#### Data listing:
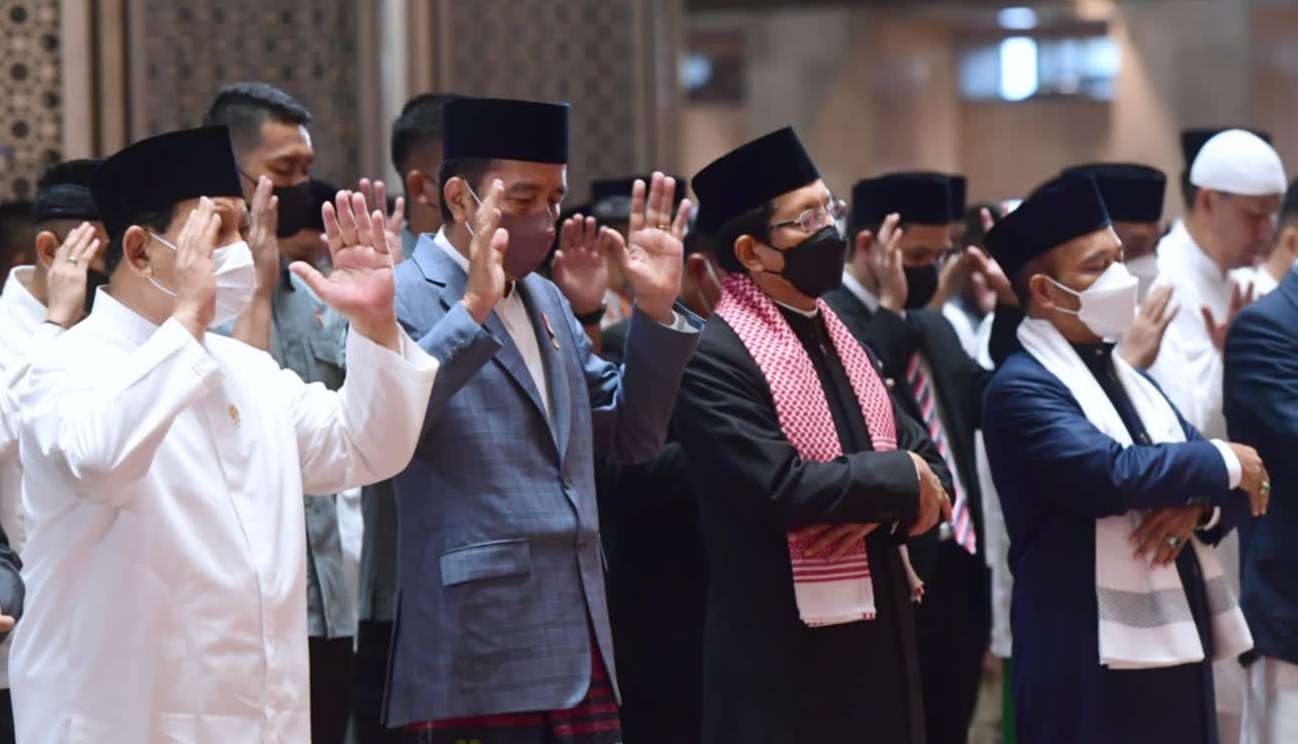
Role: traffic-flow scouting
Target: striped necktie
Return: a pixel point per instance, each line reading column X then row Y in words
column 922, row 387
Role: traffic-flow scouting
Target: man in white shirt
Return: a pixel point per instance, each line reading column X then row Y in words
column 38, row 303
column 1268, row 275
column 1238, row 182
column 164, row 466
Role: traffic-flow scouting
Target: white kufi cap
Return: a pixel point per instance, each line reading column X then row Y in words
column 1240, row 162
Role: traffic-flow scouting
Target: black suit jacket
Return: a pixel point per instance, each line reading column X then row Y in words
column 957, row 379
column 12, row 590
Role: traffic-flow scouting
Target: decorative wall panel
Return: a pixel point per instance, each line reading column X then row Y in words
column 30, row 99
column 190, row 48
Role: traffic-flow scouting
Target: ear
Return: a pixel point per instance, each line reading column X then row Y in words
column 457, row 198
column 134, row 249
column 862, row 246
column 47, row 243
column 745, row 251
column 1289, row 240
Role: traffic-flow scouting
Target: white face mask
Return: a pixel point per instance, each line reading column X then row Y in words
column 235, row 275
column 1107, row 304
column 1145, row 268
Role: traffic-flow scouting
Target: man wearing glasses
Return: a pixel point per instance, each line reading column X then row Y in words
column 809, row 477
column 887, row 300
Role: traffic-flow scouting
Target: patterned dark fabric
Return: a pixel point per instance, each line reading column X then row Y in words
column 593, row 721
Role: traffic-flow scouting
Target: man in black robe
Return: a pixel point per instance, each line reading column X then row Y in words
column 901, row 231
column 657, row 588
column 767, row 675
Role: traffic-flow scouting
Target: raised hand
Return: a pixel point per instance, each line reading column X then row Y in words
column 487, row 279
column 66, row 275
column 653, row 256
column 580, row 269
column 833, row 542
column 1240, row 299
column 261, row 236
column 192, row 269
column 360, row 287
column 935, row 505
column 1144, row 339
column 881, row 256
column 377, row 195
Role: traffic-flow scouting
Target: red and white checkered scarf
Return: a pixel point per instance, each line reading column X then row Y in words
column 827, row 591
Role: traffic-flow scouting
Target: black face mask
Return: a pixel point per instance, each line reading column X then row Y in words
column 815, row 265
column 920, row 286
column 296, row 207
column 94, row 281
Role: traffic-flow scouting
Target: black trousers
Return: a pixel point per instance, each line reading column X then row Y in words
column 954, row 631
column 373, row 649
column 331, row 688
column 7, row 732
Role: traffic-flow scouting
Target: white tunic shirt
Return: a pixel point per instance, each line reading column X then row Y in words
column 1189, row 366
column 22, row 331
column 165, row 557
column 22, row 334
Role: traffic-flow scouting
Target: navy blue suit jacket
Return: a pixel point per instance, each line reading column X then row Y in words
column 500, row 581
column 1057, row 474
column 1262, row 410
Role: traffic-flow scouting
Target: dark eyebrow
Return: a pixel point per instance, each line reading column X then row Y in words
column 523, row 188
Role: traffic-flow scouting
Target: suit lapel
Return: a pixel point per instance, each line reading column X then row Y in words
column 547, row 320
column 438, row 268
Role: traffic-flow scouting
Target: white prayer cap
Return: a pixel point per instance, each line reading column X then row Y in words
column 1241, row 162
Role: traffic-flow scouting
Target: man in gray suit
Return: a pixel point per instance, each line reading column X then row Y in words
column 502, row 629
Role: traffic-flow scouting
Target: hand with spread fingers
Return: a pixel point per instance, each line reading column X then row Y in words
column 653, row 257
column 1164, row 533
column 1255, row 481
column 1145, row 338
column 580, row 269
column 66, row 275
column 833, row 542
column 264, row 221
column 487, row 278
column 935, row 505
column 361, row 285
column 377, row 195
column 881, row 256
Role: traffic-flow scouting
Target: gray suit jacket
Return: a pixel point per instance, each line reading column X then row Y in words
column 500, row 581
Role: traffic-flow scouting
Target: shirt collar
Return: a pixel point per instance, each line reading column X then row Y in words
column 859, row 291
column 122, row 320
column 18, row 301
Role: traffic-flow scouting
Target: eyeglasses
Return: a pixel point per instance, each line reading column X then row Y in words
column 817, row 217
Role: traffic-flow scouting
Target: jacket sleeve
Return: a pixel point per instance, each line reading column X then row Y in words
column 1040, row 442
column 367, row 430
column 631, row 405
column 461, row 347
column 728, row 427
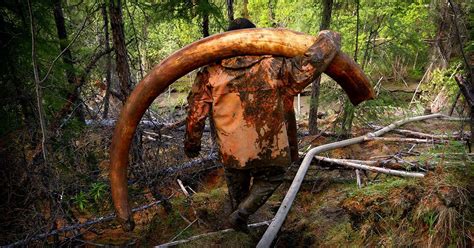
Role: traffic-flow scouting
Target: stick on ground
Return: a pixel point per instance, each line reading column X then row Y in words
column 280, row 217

* * *

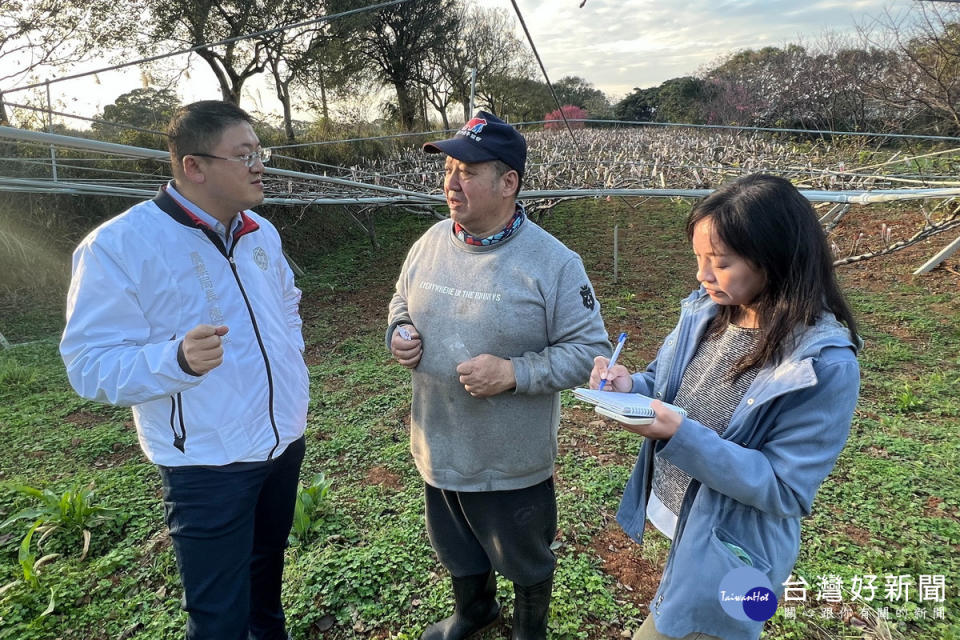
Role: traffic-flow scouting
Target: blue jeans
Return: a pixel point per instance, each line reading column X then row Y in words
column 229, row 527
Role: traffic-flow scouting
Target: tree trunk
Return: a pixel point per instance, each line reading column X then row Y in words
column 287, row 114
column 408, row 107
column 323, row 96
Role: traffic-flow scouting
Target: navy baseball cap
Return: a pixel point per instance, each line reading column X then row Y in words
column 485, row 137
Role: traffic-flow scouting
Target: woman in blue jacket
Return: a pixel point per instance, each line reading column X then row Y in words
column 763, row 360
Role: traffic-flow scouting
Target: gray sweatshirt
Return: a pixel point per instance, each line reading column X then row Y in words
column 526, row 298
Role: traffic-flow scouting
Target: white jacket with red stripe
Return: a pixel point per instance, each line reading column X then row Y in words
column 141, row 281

--

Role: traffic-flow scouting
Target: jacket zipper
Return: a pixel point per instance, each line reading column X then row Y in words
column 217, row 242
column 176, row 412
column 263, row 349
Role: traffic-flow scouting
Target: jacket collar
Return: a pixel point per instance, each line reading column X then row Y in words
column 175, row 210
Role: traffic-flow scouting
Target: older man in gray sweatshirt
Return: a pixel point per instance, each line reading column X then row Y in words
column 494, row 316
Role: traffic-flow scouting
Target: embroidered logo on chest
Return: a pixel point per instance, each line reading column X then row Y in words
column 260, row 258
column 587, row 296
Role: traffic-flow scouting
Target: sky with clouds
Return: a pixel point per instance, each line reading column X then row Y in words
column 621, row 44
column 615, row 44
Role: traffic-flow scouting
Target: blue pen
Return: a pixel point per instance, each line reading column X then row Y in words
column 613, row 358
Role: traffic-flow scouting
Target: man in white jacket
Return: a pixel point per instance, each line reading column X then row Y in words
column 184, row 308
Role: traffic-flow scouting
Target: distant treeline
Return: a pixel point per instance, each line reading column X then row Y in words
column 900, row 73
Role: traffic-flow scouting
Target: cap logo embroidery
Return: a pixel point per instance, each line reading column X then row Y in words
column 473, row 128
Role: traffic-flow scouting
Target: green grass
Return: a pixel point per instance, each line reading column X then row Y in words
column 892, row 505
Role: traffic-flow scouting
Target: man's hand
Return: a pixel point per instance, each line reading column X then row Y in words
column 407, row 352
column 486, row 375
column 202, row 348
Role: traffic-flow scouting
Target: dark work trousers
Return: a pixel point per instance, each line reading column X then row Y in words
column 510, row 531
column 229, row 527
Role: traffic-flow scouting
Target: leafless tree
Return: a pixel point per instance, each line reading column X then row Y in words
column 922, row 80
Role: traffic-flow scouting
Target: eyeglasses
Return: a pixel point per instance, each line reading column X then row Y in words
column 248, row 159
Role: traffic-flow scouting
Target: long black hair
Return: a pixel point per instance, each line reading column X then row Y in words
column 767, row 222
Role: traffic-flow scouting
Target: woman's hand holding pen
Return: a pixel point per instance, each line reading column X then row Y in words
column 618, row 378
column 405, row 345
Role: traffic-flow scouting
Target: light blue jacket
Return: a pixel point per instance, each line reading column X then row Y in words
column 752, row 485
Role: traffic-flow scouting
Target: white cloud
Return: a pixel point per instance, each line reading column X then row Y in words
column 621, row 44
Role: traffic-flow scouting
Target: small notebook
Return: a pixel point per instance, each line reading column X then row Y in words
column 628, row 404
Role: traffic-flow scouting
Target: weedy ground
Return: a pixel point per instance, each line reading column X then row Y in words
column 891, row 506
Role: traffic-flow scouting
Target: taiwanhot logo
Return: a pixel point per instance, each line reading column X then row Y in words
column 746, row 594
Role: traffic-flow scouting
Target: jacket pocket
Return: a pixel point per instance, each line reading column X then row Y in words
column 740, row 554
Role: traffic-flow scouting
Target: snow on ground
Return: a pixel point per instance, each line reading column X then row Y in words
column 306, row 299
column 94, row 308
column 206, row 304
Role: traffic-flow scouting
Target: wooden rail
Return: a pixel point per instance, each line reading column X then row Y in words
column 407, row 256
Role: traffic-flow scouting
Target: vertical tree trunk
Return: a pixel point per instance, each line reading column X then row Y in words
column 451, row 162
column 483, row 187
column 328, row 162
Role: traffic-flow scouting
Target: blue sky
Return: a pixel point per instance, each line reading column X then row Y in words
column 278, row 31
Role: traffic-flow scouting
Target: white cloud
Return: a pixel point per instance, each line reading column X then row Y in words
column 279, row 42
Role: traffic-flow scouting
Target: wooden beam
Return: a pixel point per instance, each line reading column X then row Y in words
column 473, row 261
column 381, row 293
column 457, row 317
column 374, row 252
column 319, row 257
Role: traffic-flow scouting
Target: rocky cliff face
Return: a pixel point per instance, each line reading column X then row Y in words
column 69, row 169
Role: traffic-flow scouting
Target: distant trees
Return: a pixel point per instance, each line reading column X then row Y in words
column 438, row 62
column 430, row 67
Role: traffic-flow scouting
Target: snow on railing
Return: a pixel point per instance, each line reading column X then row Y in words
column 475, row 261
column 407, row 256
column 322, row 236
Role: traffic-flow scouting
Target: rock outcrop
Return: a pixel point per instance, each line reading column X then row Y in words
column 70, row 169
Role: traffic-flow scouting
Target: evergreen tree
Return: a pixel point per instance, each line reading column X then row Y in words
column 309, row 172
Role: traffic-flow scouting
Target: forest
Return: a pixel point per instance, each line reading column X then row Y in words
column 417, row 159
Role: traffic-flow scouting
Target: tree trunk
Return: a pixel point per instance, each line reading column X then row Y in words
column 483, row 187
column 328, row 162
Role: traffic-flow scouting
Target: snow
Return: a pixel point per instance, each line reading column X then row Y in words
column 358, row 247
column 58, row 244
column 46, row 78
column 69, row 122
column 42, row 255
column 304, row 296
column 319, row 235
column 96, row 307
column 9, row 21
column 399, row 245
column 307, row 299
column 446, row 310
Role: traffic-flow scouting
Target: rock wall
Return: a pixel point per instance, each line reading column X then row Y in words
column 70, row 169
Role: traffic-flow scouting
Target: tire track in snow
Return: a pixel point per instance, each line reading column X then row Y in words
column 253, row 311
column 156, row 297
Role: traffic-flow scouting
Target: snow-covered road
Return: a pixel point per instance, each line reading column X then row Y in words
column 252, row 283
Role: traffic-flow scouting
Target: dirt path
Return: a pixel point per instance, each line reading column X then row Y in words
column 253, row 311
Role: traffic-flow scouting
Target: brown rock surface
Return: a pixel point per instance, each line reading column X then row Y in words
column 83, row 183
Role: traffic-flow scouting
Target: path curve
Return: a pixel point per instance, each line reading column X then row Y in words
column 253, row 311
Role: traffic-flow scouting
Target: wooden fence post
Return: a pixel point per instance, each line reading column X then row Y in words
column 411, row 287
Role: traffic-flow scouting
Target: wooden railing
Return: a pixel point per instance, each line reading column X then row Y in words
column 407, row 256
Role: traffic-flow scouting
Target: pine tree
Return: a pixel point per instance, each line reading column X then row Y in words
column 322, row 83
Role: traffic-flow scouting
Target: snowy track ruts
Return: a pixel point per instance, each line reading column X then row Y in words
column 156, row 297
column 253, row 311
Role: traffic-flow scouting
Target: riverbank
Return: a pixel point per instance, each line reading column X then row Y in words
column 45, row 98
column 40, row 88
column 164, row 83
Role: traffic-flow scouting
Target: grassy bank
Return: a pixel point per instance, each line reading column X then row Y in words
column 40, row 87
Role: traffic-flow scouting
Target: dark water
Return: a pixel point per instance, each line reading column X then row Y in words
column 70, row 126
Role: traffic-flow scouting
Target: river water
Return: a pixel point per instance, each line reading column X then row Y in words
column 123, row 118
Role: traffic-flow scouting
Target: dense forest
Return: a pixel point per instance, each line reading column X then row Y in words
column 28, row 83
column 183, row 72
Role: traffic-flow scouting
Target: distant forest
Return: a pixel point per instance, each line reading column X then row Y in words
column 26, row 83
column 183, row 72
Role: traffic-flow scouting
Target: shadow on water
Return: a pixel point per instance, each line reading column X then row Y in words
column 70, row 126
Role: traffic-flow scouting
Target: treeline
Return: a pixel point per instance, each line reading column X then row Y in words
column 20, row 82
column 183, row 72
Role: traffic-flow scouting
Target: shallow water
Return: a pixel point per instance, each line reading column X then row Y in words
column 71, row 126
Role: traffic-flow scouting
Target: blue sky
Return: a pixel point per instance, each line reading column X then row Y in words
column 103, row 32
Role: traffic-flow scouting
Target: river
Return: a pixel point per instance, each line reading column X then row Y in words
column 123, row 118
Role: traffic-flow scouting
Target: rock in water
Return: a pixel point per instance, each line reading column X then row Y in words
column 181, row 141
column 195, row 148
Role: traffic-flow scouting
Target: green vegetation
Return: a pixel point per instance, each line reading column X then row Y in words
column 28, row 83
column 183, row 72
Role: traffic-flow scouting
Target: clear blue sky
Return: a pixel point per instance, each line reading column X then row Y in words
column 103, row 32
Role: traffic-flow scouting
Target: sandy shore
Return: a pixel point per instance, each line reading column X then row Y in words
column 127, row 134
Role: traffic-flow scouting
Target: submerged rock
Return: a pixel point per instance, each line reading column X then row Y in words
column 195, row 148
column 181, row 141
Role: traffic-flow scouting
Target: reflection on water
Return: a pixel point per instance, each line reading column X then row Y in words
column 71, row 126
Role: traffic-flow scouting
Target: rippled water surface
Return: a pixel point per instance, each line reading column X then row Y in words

#### The problem:
Count the lines in the items above that contain the string "forest", where case counts. Give only the number.

#### Result:
3